■ **Penggalan Teks**:
▼
Ads #1

Curhat di Tempat yang Benar (Aforisme Hikam 38)



لا ترفعن الى غيره حاجة هو موردها عليك فكيف يرفع غيره ما كان هو له واضعا من لا يستطيع ان يرفع حاجة عن نفسه فكيف يستطيع ان يكون لها عن غيره رافعا
Jangan mengeluh tentang kebutuhanmu kepada selain Allah, sedangkan Allah sendirilah yang membuatmu butuh. Jika demikian bagaimana bisa sesuatu selain Allah mampu menghilangkan kebutuhan tersebut?. Jika seseorang tidak bisa memenuhi kebutuhannya sendiri, bagaimana bisa ia memenuhi kebutuhan orang lain.
Kita telah sampai pada zaman yang disebut sebagai zaman globalisasi, zaman yang penuh dengan kepraktisan untuk mengakses apa saja di dunia ini dengan sentuhan jempol yang, hampir-hampir tidak ada batasan yang jelas mana dunia nyata dan maya. 

Coba bayangkan saja sekarang sudah ada yang namanya belanja online, jadi tinggal klik-transfer uang dan beberapa hari ke depan sudah sampai rumah, kuliah juga sudah dengan sistem online, jadi tinggal di kamar nyalakan wifi lalu mendengarkan dosen ceramah, belum lagi media-media sosial yang jumlahnya sudah tidak bisa dihitung dengan jari. 

Sebut saja fesbuk misalnya, rakyat Endonesa mana yang tidak kenal sama medsos satu ini, mulai dari kalangan SD sampai kakek-neneknya pasti tahu, kecuali yang tidak tahu.

Apa yang terjadi di fesbuk?, coba lima menit saja kita scroll beranda kita, niscaya bisa dipastikan mayoritas apdetannya adalah tentang kenarsisan foto unyu-unyu selfi dengan ditambahi meme tak jelas, dan yang lebih parah lagi, tentang curahan derita hati, temanya bisa beragam, mulai kesepian, kejombloan, sesekali tentang kedunguan yang dipamerkan. 

Agar terkesan religius, biasanya ditambah-tambahi kata-kata hamdalah, bismilah, istighfar, tentu dengan emoticon mewek nangis gitu lah. Seolah jagad raya ini wajib tahu tentang penderitaan yang ia alami. Ini bukan persoalan salah dan benar. Ini tentang kepribadian diri, sejauh mana kita dapat menilai itu dianggap penting, lebih penting, bahkan paling penting untuk dicurhatkan kepada apa dan siapa.
▲
■ **Tujuan**: Lanjutkan esai tentang curhat di tempat yang benar menurut Aforisme Hikam 38, dimulai setelah kalimat terakhir yang ditampilkan. Catatan yang menyusul tidak diperlukan.

■ **Cuplikan Data**:
▼
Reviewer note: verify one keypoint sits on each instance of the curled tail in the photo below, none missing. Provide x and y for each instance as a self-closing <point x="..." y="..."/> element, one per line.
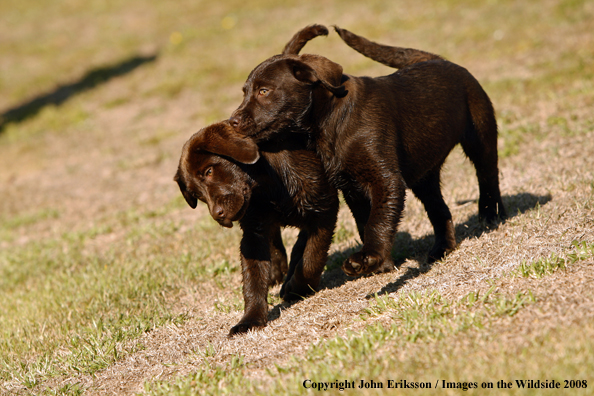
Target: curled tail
<point x="301" y="38"/>
<point x="396" y="57"/>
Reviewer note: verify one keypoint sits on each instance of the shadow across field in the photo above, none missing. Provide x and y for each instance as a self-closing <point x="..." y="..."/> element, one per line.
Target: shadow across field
<point x="405" y="247"/>
<point x="64" y="92"/>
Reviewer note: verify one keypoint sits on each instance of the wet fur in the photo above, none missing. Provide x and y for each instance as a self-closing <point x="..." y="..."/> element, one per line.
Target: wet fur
<point x="378" y="136"/>
<point x="281" y="185"/>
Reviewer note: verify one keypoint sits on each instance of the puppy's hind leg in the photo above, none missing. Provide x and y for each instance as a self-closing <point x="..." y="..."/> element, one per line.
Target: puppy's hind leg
<point x="480" y="146"/>
<point x="428" y="191"/>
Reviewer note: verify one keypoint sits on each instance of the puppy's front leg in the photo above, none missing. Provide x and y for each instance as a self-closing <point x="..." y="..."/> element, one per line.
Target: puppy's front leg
<point x="307" y="270"/>
<point x="278" y="257"/>
<point x="387" y="203"/>
<point x="255" y="266"/>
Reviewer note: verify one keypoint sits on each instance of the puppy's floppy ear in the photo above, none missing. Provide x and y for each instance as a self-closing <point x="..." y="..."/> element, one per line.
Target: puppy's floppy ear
<point x="301" y="38"/>
<point x="317" y="69"/>
<point x="190" y="199"/>
<point x="222" y="139"/>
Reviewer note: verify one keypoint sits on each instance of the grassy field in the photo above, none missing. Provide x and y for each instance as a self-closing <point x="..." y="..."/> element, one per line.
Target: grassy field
<point x="111" y="284"/>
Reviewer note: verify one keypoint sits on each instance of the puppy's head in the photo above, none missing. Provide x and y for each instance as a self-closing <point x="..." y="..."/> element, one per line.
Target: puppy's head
<point x="281" y="92"/>
<point x="209" y="171"/>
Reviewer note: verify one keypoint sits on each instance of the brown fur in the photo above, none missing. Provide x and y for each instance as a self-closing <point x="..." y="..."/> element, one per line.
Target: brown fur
<point x="377" y="136"/>
<point x="283" y="185"/>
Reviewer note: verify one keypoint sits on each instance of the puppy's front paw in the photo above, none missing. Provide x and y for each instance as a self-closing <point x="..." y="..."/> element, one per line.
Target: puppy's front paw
<point x="245" y="326"/>
<point x="293" y="290"/>
<point x="362" y="263"/>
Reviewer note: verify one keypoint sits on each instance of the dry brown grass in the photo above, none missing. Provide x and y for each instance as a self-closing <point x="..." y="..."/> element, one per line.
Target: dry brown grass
<point x="104" y="161"/>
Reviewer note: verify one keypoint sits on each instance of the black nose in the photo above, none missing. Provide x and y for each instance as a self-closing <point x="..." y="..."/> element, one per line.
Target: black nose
<point x="235" y="121"/>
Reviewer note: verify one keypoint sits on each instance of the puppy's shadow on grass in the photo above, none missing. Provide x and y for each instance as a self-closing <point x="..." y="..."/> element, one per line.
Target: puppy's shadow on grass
<point x="407" y="248"/>
<point x="64" y="92"/>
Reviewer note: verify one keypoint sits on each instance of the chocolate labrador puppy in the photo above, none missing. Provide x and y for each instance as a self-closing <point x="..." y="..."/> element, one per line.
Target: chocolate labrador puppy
<point x="281" y="183"/>
<point x="377" y="136"/>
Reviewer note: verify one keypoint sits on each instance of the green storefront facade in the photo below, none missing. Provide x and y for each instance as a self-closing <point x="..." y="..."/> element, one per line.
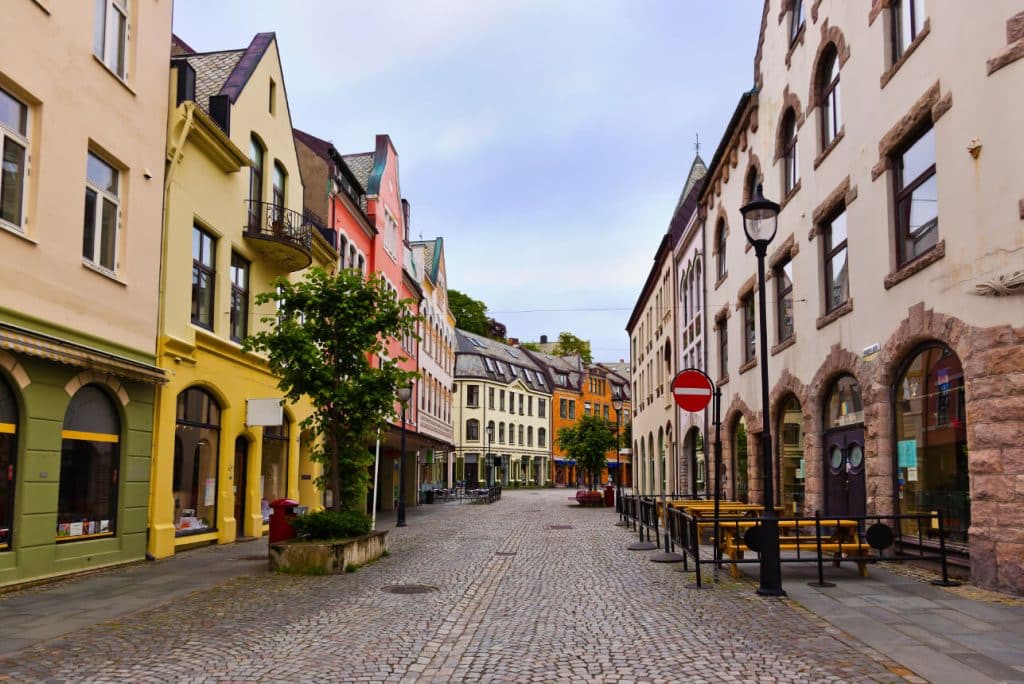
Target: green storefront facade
<point x="76" y="428"/>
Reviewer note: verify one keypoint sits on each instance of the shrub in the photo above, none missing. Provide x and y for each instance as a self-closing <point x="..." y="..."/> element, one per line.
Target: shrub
<point x="331" y="524"/>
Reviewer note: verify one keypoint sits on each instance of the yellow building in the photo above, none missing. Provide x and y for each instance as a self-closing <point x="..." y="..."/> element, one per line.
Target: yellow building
<point x="233" y="221"/>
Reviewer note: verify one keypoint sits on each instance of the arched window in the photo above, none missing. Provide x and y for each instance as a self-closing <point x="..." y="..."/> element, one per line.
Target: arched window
<point x="197" y="458"/>
<point x="8" y="456"/>
<point x="720" y="244"/>
<point x="90" y="460"/>
<point x="931" y="449"/>
<point x="828" y="98"/>
<point x="273" y="467"/>
<point x="787" y="150"/>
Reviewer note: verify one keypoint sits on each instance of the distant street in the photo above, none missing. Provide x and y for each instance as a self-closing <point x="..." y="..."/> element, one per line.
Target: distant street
<point x="529" y="589"/>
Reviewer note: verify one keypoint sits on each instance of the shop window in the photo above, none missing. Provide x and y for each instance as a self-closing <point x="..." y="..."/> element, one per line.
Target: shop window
<point x="8" y="456"/>
<point x="931" y="442"/>
<point x="273" y="467"/>
<point x="197" y="459"/>
<point x="87" y="499"/>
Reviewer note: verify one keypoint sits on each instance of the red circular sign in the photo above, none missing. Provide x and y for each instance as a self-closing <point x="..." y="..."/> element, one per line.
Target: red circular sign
<point x="691" y="390"/>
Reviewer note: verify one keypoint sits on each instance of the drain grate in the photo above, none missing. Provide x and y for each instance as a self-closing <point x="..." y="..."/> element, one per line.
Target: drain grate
<point x="409" y="589"/>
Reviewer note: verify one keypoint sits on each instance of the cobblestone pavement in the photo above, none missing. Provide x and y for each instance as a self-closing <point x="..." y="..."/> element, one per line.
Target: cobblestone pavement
<point x="528" y="589"/>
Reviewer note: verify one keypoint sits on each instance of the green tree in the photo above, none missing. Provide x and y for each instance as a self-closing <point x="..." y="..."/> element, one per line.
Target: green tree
<point x="588" y="441"/>
<point x="570" y="344"/>
<point x="470" y="314"/>
<point x="320" y="343"/>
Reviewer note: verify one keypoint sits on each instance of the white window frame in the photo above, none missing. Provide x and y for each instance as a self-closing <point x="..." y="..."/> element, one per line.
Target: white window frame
<point x="24" y="140"/>
<point x="111" y="8"/>
<point x="97" y="216"/>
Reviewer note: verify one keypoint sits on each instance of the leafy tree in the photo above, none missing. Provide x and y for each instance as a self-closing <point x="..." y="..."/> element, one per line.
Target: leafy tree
<point x="470" y="314"/>
<point x="570" y="344"/>
<point x="588" y="441"/>
<point x="318" y="343"/>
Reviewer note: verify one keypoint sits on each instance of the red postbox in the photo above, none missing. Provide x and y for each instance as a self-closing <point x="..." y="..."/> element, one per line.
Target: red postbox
<point x="282" y="513"/>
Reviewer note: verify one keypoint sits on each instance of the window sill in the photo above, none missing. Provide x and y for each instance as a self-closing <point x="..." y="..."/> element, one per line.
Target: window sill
<point x="916" y="265"/>
<point x="785" y="344"/>
<point x="891" y="72"/>
<point x="111" y="275"/>
<point x="828" y="147"/>
<point x="12" y="229"/>
<point x="114" y="75"/>
<point x="838" y="312"/>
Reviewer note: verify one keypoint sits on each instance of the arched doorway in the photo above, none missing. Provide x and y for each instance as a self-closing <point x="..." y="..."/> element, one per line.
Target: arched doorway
<point x="845" y="484"/>
<point x="931" y="440"/>
<point x="740" y="461"/>
<point x="791" y="456"/>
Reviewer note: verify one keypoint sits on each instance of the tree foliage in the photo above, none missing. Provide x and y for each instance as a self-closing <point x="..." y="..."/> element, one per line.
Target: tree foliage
<point x="587" y="442"/>
<point x="320" y="344"/>
<point x="570" y="344"/>
<point x="470" y="314"/>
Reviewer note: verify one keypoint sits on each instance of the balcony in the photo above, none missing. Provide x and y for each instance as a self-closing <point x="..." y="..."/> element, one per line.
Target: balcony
<point x="283" y="236"/>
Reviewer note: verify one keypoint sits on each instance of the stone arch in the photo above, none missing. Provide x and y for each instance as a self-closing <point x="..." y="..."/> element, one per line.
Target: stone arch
<point x="830" y="36"/>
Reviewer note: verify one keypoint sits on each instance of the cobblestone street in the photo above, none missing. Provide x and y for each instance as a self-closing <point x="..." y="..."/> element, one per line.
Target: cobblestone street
<point x="531" y="588"/>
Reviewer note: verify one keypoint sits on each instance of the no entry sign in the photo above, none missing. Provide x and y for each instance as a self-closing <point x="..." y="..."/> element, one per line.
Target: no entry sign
<point x="692" y="389"/>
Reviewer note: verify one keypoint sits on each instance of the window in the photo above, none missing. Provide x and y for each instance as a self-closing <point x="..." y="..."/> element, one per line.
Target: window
<point x="791" y="172"/>
<point x="204" y="278"/>
<point x="13" y="167"/>
<point x="916" y="198"/>
<point x="783" y="300"/>
<point x="750" y="330"/>
<point x="832" y="119"/>
<point x="110" y="35"/>
<point x="273" y="467"/>
<point x="8" y="457"/>
<point x="197" y="457"/>
<point x="723" y="349"/>
<point x="240" y="297"/>
<point x="255" y="183"/>
<point x="99" y="243"/>
<point x="837" y="268"/>
<point x="907" y="22"/>
<point x="796" y="20"/>
<point x="720" y="234"/>
<point x="473" y="430"/>
<point x="89" y="463"/>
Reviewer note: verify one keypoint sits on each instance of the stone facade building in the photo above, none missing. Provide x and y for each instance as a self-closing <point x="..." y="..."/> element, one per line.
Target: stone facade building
<point x="896" y="319"/>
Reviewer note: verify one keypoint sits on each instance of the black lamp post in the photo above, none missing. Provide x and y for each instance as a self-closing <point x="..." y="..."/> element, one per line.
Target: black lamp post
<point x="760" y="224"/>
<point x="404" y="394"/>
<point x="489" y="460"/>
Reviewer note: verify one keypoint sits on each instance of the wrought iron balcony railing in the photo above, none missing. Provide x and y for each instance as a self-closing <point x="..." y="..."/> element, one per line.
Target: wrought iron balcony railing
<point x="284" y="234"/>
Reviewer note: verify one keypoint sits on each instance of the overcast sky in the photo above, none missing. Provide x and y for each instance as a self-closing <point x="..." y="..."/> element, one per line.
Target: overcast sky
<point x="545" y="140"/>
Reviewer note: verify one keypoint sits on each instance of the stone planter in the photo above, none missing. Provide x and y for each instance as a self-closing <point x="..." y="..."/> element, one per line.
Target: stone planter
<point x="327" y="557"/>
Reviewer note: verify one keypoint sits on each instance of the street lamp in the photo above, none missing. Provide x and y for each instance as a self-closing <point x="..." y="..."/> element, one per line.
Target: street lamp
<point x="487" y="457"/>
<point x="760" y="224"/>
<point x="404" y="394"/>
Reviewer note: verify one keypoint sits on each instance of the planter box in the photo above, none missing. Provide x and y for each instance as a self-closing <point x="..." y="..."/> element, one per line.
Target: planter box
<point x="327" y="557"/>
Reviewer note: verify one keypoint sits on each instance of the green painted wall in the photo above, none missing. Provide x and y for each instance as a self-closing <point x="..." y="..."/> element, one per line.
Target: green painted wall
<point x="42" y="404"/>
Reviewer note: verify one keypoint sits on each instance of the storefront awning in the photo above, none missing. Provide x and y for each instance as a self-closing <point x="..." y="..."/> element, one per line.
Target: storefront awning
<point x="64" y="351"/>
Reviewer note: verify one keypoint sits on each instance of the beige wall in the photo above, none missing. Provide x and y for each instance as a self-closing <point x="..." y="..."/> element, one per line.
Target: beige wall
<point x="77" y="105"/>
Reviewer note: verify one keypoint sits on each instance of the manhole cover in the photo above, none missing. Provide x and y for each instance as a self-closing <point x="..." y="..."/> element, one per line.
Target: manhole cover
<point x="409" y="589"/>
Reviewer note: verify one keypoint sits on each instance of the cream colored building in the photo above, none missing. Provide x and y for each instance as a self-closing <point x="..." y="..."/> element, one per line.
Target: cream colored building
<point x="501" y="413"/>
<point x="888" y="133"/>
<point x="83" y="110"/>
▲
■ **Jawaban yang Diharapkan**:
Kalimat syaikh Ibn ‘Athaillah yang ke 38 di atas dapat dijadikan sebagai kaca mata untuk melihat fenomena tersebut, ya minimal buat bahan perenungan lah, seberapa penting kita curhat untuk orang lain, bahkan yang tidak dikenal sekalipun.

Sekarang begini, kita ini manusia yang pastinya mempunyai kebutuhan, mulai dari fisik, mental dan spiritual. Kebutuhan fisik seperti makan dan minum, kebutuhan mental seperti ingin dan berusaha berkembang lebih baik, dan kebutuhan spiritual seperti membutuhkan sandaran atas sesuatu yang diluar batas diri kita, sebut saja agama.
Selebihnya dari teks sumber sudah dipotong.